### [TASK PROMPT]
Recast all the lines below as a two-column CSV with the header row text,answer and one row per group. Put each group's text in the text field and its outlines in the answer field, quoting every field and replacing line breaks with spaces.

### [DATASET ROWS]
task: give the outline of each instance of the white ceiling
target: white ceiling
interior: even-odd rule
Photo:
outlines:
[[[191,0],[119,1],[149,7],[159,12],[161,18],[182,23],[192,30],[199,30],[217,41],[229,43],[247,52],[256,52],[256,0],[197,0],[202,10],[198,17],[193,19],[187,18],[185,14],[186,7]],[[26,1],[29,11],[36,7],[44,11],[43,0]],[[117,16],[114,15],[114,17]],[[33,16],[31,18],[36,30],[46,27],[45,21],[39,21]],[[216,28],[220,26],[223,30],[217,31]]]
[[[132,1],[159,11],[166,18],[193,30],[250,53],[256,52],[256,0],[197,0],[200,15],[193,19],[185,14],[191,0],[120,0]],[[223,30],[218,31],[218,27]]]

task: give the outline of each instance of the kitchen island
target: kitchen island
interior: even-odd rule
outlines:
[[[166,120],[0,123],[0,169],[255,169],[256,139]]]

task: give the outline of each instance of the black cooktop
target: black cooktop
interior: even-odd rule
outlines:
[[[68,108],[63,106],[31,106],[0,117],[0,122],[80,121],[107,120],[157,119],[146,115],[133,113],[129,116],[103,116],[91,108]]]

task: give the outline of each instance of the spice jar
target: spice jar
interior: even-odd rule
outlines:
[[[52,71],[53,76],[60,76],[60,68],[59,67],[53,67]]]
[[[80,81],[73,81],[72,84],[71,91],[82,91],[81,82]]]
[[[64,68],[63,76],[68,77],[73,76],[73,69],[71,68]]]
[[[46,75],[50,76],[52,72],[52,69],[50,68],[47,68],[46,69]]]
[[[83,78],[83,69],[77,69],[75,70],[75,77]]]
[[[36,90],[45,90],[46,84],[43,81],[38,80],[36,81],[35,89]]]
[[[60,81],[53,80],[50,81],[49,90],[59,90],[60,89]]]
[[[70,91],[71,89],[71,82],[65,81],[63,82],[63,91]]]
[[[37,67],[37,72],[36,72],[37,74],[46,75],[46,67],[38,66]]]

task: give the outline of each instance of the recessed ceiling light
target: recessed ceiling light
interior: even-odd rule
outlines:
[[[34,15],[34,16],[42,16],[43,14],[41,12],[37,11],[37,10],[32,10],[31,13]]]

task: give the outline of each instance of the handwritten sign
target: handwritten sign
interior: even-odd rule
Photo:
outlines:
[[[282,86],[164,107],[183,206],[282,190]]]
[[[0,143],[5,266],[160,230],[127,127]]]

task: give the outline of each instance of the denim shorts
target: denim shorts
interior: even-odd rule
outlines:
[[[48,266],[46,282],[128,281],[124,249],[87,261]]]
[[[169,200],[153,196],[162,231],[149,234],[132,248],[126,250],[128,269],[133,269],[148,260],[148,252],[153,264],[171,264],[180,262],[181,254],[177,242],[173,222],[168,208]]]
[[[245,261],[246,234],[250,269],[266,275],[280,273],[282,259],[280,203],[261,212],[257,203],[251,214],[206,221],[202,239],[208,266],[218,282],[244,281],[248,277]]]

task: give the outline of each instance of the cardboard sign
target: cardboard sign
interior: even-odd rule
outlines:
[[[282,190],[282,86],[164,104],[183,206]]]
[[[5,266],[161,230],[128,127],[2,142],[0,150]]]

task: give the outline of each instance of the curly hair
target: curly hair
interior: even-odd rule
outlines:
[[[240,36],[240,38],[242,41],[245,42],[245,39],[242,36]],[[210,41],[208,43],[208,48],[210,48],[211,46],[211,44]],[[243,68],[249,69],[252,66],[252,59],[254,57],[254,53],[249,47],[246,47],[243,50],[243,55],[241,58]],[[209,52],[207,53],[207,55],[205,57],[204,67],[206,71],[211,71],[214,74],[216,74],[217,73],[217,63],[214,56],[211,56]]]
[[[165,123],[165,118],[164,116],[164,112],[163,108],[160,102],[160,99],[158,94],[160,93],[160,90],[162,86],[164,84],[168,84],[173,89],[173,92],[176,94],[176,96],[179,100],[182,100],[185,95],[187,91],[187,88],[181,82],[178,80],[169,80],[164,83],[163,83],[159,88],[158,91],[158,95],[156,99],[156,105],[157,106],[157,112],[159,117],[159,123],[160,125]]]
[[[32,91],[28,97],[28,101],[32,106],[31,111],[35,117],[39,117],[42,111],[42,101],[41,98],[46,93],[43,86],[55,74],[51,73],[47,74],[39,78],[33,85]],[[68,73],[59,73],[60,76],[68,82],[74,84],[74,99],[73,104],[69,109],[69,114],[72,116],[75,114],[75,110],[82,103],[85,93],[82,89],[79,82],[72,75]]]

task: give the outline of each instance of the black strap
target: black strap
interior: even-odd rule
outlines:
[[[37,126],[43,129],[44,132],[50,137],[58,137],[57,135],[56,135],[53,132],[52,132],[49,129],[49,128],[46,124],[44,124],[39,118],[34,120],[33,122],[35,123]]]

### [SOLUTION FOR THIS TASK]
text,answer
"task: give the outline of each instance of the white ceiling target: white ceiling interior: even-odd rule Photo: outlines:","[[[191,0],[119,1],[149,7],[159,12],[161,18],[182,23],[192,30],[199,30],[217,41],[229,43],[247,52],[256,52],[256,0],[197,0],[202,10],[198,17],[193,19],[187,18],[185,14],[186,7]],[[26,1],[29,11],[36,7],[44,11],[43,0]],[[117,16],[114,15],[114,17]],[[33,16],[31,18],[36,30],[46,27],[45,21],[39,21]],[[216,28],[220,26],[223,30],[217,31]]] [[[132,1],[159,11],[166,18],[193,30],[250,53],[256,52],[256,0],[197,0],[200,15],[193,19],[185,14],[191,0],[120,0]],[[223,30],[218,31],[218,27]]]"
"task: give the outline of each instance of the kitchen island target: kitchen island interior: even-odd rule outlines:","[[[166,120],[0,123],[0,169],[255,169],[256,139]]]"
"task: give the outline of each instance of the black cooktop target: black cooktop interior: even-odd rule outlines:","[[[68,108],[63,106],[31,106],[0,117],[0,122],[80,121],[107,120],[157,119],[146,115],[133,113],[129,116],[103,116],[91,108]]]"
"task: give the outline of each instance of the spice jar target: spice jar interior: even-odd rule outlines:","[[[52,71],[53,76],[60,76],[60,68],[59,67],[53,67]]] [[[80,81],[73,81],[72,84],[71,91],[82,91],[81,82]]] [[[64,68],[63,76],[68,77],[73,76],[73,69],[71,68]]] [[[46,75],[50,76],[52,72],[52,69],[50,68],[47,68],[46,69]]] [[[83,78],[83,69],[77,69],[75,70],[75,77]]] [[[36,90],[45,90],[46,84],[43,81],[38,80],[36,81],[35,89]]] [[[60,81],[53,80],[50,81],[49,90],[59,90],[60,89]]] [[[70,91],[71,89],[71,82],[65,81],[63,82],[63,91]]] [[[37,67],[37,72],[36,72],[37,74],[46,75],[46,67],[38,66]]]"
"task: give the outline of each instance of the recessed ceiling light target: recessed ceiling light interior: even-odd rule outlines:","[[[34,15],[34,16],[42,16],[43,14],[41,12],[37,11],[37,10],[32,10],[31,13]]]"
"task: give the outline of each instance of the handwritten sign target: handwritten sign interior: even-odd rule Photo: outlines:","[[[282,86],[164,107],[183,206],[282,190]]] [[[0,143],[5,266],[160,230],[127,127]]]"
"task: give the outline of each instance of the denim shorts target: denim shorts interior: even-odd rule outlines:","[[[48,266],[46,282],[128,281],[124,249],[87,261]]] [[[169,200],[153,196],[162,231],[149,234],[132,248],[126,250],[128,269],[133,269],[148,260],[148,252],[153,264],[171,264],[180,262],[181,254],[177,242],[173,222],[168,208]]] [[[245,261],[246,234],[250,269],[266,275],[280,273],[282,259],[280,203],[261,212],[257,203],[251,214],[206,221],[202,239],[208,266],[218,282],[244,281],[248,277]]]"
"task: give the outline of each instance of the cardboard sign target: cardboard sign interior: even-odd rule outlines:","[[[282,190],[282,86],[164,104],[183,206]]] [[[5,266],[161,230],[128,127],[2,142],[0,150]]]"
"task: give the outline of each instance of the curly hair target: curly hair interior: even-odd rule outlines:","[[[240,36],[240,38],[242,41],[245,42],[245,39],[242,36]],[[210,41],[208,43],[208,48],[210,48],[211,46],[211,44]],[[243,68],[249,69],[252,66],[252,59],[254,57],[254,53],[249,47],[246,47],[243,50],[243,55],[241,58]],[[209,52],[207,53],[207,55],[205,57],[204,67],[206,71],[211,71],[214,74],[216,74],[217,73],[217,63],[214,56],[211,56]]] [[[165,123],[165,118],[164,116],[164,112],[163,108],[160,102],[160,99],[158,94],[160,93],[160,90],[162,86],[164,84],[168,84],[173,89],[173,92],[176,94],[176,96],[179,100],[182,100],[185,95],[187,91],[187,88],[181,82],[178,80],[169,80],[164,83],[163,83],[159,88],[158,91],[158,95],[156,99],[156,105],[157,106],[157,112],[159,117],[159,123],[160,125]]] [[[32,91],[28,97],[28,101],[32,106],[31,111],[35,117],[39,117],[42,111],[42,101],[41,98],[46,93],[43,86],[55,74],[51,73],[47,74],[39,78],[33,85]],[[68,73],[59,73],[60,76],[68,82],[74,84],[74,99],[73,104],[69,109],[69,114],[72,116],[75,114],[75,110],[82,103],[85,93],[82,89],[79,82],[72,75]]]"
"task: give the outline of each instance of the black strap target: black strap interior: even-odd rule outlines:","[[[37,126],[43,129],[44,132],[50,137],[58,137],[57,135],[56,135],[53,132],[52,132],[49,129],[49,128],[46,124],[44,124],[39,118],[34,120],[33,122],[35,123]]]"